What is being asked:
Please recast the lines of the items below, from the line containing "Pick-and-place routine: the robot arm needs to grasp the jagged" through the end of the items, as a Markdown table with the columns Number and Entry, skipping blank lines.

Exercise inputs:
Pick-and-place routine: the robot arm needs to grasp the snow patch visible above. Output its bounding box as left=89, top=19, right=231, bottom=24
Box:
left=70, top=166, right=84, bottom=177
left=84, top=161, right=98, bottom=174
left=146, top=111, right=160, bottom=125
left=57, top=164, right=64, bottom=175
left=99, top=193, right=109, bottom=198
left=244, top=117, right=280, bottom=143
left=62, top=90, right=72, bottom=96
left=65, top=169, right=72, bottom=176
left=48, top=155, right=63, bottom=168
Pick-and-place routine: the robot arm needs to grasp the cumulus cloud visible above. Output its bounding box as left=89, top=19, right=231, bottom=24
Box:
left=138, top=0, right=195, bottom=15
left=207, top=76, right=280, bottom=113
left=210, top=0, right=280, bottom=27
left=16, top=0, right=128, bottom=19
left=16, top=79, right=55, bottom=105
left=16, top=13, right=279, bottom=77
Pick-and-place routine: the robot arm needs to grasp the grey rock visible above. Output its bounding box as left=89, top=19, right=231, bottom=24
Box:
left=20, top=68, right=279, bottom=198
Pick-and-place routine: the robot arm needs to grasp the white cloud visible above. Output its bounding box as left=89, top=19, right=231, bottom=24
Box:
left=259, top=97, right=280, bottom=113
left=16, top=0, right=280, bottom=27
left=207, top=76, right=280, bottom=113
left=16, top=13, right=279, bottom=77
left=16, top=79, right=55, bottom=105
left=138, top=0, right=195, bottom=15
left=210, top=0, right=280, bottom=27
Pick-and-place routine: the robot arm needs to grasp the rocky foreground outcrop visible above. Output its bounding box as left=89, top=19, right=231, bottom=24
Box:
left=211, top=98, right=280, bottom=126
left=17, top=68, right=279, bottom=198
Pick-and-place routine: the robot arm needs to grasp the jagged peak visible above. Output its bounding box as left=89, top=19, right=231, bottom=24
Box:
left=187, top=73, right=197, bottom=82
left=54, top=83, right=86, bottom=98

Finished answer:
| Number | Entry |
|---|---|
| 1 | Pick-and-place routine: the robot arm needs to grasp the jagged peak visible above. Output its bounding box as left=89, top=19, right=231, bottom=24 |
| 2 | Box: |
| 3 | left=187, top=73, right=197, bottom=82 |
| 4 | left=54, top=83, right=86, bottom=98 |